O nº 4 do art. 22º do Decreto-Lei 153/03 de 11.7 institui um “dever de manutenção e disponibilização de um registo actualizado trimestralmente” que pode e deve ser interpretado como constituindo o “dever de comunicação” cuja omissão constitui a contra-ordenação p. e p. pelo art. 25º al. i) do mesmo diploma por existir o mínimo de correspondência literal entre comunicar (tornar comum) e disponibilizar.
Esta interpretação foi a pretendida pelo legislador como resulta da epígrafe do artigo 22º que é exactamente “obrigação de comunicação de dados” e das preocupações com a gestão e controlo da armazenagem, recolha, transporte e tratamento dos óleos usados que o preâmbulo do Decreto-Lei 153/2003 reflecte.

(Excertos de dados de marcação de localizações)
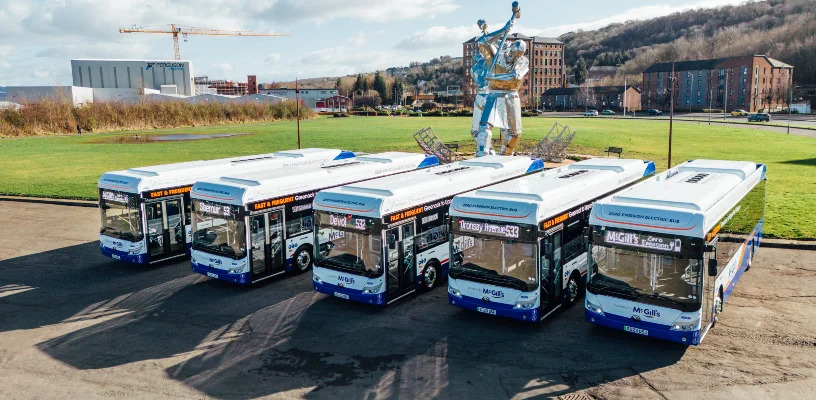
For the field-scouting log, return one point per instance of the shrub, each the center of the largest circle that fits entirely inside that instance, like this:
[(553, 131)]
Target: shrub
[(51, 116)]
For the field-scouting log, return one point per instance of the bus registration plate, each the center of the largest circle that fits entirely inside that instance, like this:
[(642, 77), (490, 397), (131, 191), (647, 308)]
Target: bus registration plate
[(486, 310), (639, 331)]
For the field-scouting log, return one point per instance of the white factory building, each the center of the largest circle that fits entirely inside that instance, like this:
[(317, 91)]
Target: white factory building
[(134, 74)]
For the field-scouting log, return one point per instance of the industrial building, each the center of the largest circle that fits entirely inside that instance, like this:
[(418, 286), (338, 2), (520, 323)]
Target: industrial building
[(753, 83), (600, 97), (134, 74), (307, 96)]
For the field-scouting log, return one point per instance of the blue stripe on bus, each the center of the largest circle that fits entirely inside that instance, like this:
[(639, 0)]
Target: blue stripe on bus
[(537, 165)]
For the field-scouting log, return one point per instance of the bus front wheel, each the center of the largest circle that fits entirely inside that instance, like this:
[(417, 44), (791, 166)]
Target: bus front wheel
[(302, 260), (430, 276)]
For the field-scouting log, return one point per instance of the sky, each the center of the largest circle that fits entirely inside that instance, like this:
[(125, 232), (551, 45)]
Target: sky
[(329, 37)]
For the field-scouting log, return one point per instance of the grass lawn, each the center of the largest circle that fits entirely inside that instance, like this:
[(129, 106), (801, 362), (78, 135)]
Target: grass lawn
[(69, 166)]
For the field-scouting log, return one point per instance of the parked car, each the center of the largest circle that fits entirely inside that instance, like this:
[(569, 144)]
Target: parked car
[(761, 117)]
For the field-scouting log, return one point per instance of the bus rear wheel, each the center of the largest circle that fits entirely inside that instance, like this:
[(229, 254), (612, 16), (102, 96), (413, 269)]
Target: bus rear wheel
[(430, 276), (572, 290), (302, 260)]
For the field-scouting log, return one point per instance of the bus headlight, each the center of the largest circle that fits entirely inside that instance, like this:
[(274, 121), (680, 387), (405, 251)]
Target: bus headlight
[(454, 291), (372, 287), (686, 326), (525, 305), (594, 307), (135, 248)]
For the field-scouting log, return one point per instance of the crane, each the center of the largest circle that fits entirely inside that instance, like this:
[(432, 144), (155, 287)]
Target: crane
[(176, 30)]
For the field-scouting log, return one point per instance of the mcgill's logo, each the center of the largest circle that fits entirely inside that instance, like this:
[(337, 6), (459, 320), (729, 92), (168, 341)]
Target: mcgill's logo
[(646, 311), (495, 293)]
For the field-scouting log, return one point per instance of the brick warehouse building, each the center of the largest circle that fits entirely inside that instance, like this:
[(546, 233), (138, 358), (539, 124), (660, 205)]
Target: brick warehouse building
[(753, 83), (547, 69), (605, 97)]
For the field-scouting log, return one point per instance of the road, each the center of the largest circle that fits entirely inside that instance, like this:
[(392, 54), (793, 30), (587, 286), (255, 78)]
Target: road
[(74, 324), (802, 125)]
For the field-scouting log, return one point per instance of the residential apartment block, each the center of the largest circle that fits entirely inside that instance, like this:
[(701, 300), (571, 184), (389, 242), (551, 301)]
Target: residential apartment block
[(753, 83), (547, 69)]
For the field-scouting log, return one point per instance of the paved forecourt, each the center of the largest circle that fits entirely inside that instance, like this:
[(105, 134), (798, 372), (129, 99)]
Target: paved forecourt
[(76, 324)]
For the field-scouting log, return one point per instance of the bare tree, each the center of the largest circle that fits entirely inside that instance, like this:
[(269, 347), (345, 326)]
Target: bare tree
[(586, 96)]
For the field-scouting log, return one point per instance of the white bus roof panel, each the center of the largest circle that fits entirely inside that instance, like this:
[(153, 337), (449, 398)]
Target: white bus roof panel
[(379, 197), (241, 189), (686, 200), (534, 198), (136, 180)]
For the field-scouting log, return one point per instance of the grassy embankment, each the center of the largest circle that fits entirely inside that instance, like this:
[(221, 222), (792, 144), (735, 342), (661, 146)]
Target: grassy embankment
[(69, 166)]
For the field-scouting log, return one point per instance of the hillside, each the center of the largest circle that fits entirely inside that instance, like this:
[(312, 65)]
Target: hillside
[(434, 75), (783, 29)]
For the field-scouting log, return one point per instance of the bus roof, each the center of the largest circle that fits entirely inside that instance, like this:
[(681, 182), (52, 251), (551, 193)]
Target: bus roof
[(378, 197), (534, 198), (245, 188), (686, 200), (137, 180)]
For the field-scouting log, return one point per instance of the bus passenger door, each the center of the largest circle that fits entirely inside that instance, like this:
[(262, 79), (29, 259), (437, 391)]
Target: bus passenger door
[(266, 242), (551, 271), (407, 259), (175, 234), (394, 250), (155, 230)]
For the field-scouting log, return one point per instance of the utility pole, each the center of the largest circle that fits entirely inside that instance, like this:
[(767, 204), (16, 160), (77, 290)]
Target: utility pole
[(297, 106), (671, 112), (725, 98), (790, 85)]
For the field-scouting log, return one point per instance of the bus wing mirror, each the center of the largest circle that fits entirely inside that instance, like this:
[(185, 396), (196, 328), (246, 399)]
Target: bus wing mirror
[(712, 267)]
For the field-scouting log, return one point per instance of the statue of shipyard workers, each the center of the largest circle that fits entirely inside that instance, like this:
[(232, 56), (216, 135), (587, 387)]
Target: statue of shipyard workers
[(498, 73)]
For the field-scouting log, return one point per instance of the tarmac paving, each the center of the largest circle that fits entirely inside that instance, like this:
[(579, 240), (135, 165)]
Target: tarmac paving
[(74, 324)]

__Instrução 1__. Repita sem qualquer alteração as linhas dos dados de marcação de localizações. Comece na linha que contém "the hillside, each" e pare depois da que contém "[(378, 197), (534, 198), (245, 188), (686, 200), (137, 180)]".
__Instrução 2__. Prossiga o texto sobre o dever de comunicação de dados dos óleos usados a partir do ponto em que termina.

__Resposta escrita 1__.
For the field-scouting log, return one point per instance of the hillside, each the center of the largest circle that fits entirely inside that instance, like this:
[(312, 65)]
Target: hillside
[(434, 75), (783, 29)]
For the field-scouting log, return one point per instance of the bus roof, each the center of the largest circle that fits entirely inside that instance, like this:
[(681, 182), (52, 251), (551, 193)]
Target: bus roof
[(378, 197), (534, 198), (245, 188), (686, 200), (137, 180)]

__Resposta escrita 2__.
Por força do disposto no art. 5º nº 2 do Código de Processo Penal, o art. 53.° (“juros”) da Lei 50/06 de 29/08 (Lei de Bases do Ambiente) não é aplicável aos processos por factos praticados antes da sua entrada em vigor por ser uma norma de direito processual material que institui uma sanção de natureza processual (acréscimo de juros à taxa máxima desde a data da notificação da decisão pela autoridade administrativa) que impõe um agravamento sensível e ainda evitável da situação processual do arguido, independentemente de se apurar a responsabilidade do arguido pelas delongas processuais, sem se ponderar que o recurso tem efeito suspensivo da decisão da autoridade administrativa e que a decisão só se torna definitiva e exequível após trânsito em julgado da decisão final, apesar da presunção de inocência do arguido e onerando o exercício legítimo do direito de defesa e o recurso aos tribunais.


III - DECISÃO.
Nos termos e pelos fundamentos expostos, acordam em audiência os Juízes da Secção Criminal desta Relação em conceder parcial provimento ao recurso e em:
1. Manter a decisão que aplicou à Recorrente coima de mil euro.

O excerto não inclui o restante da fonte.